### Required work
Copy only the data starting with the line containing "wicker chair in the image above." and going on through the line containing "282, 385, 536, 462", both included, with every line kept. Add -148 to each bounding box coordinate in the answers.

### Provided material
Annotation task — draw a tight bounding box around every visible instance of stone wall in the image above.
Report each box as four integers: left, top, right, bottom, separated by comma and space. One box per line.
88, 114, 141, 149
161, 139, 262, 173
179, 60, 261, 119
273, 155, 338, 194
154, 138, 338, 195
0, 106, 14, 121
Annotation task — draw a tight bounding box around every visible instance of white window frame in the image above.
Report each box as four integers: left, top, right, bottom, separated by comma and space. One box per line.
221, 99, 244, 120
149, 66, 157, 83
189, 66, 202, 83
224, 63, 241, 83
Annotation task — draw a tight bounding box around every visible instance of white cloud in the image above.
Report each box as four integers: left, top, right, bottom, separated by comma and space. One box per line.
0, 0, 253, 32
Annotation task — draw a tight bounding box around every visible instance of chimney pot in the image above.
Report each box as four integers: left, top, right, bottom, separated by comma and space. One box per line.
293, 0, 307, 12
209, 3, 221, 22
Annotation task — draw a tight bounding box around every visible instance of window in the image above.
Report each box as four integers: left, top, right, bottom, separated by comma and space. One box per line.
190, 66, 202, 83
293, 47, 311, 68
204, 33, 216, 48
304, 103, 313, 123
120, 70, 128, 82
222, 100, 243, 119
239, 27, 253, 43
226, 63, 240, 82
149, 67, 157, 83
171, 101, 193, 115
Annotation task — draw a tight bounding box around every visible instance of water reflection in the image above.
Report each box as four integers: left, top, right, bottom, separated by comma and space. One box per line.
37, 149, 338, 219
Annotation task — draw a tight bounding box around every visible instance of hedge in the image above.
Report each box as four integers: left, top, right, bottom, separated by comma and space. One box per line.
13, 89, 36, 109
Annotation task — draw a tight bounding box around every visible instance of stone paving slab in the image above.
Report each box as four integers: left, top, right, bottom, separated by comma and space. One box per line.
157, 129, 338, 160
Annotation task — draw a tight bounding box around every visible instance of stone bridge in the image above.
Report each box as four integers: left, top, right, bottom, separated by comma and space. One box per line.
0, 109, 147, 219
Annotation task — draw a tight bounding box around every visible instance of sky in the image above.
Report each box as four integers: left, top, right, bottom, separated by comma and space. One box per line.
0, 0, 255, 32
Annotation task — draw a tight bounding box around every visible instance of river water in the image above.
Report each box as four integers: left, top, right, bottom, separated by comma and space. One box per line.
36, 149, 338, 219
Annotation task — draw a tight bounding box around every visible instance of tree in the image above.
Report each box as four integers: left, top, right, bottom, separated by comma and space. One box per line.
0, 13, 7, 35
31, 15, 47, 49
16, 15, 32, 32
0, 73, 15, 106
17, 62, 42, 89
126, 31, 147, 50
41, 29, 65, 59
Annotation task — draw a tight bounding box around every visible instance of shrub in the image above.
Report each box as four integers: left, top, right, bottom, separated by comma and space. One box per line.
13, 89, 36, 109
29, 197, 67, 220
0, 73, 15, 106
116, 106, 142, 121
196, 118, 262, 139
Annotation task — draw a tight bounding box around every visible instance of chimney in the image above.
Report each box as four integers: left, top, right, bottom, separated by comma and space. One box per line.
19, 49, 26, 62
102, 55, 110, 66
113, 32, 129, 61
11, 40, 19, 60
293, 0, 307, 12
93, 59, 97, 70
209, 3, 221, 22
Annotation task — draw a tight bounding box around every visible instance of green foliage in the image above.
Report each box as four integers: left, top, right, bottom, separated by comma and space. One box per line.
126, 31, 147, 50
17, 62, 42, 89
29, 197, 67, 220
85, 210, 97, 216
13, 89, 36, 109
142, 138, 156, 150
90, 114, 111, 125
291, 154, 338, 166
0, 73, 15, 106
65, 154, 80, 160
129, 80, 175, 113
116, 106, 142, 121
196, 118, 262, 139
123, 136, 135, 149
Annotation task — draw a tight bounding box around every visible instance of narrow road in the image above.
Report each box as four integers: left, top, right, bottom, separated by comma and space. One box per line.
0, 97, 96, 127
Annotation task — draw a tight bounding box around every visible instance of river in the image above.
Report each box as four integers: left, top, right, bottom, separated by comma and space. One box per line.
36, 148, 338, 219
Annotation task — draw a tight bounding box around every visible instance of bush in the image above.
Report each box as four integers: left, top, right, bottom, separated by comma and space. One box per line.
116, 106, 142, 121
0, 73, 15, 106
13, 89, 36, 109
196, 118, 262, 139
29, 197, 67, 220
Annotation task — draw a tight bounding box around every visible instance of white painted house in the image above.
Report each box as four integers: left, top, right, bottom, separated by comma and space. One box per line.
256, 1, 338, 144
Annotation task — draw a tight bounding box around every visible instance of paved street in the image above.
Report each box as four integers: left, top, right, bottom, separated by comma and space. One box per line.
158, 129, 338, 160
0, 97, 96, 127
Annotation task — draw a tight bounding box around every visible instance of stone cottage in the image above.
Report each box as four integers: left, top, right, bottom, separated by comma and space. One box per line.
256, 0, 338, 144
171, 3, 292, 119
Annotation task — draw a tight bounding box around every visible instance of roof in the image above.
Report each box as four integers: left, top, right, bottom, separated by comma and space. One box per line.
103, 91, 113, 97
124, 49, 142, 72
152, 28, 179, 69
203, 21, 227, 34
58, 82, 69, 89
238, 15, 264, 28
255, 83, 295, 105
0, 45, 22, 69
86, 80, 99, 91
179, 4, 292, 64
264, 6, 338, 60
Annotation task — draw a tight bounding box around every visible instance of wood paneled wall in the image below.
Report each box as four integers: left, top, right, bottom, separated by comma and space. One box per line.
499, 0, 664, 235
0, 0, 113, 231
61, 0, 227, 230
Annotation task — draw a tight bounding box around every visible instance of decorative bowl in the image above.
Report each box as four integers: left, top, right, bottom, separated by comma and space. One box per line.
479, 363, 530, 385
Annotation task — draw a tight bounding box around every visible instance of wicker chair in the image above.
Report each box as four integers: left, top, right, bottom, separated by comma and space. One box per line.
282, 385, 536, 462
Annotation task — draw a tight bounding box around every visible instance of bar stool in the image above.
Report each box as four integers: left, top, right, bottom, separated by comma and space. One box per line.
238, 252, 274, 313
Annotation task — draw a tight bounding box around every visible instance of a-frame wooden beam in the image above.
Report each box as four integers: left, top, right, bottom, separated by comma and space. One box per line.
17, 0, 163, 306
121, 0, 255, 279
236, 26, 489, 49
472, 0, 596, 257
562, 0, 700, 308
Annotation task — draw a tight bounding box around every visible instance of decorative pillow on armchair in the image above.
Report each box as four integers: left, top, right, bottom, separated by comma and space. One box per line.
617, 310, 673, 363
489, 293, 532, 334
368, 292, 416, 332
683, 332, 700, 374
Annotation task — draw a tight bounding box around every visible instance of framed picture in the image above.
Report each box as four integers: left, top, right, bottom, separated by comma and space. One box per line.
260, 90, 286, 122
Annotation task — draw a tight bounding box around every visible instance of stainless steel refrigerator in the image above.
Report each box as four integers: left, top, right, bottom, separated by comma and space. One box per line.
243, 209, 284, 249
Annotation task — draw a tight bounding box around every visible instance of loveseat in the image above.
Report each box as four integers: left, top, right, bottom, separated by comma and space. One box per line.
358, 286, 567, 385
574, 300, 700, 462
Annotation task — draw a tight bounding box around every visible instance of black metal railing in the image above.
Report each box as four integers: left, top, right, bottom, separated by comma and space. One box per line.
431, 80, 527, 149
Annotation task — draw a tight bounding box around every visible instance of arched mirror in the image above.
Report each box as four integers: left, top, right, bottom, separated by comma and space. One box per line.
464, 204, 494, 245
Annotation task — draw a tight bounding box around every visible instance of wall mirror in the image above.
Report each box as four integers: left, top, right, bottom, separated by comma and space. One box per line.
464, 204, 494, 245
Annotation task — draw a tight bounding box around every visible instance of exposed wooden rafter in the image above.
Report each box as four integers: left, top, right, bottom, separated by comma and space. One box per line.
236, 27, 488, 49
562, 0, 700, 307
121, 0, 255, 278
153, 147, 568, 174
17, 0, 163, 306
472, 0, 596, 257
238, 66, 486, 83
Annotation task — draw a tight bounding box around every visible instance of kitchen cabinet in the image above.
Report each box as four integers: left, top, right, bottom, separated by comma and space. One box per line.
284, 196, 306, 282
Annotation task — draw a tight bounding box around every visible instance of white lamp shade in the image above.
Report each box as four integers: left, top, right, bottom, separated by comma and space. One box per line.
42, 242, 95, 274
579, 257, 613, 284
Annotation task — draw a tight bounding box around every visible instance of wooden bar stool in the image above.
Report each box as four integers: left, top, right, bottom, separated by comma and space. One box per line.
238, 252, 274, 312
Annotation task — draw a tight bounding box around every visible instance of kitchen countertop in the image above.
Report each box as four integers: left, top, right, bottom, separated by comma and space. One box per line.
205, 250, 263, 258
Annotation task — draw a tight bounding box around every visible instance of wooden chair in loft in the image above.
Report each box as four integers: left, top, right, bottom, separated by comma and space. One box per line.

### Exercise solution
Annotation task — draw a tight bounding box around every visible instance of wicker chair in the image above.
Report each box as four integers: left, top, right, bottom, separated by comma and space. One box per line.
134, 237, 388, 314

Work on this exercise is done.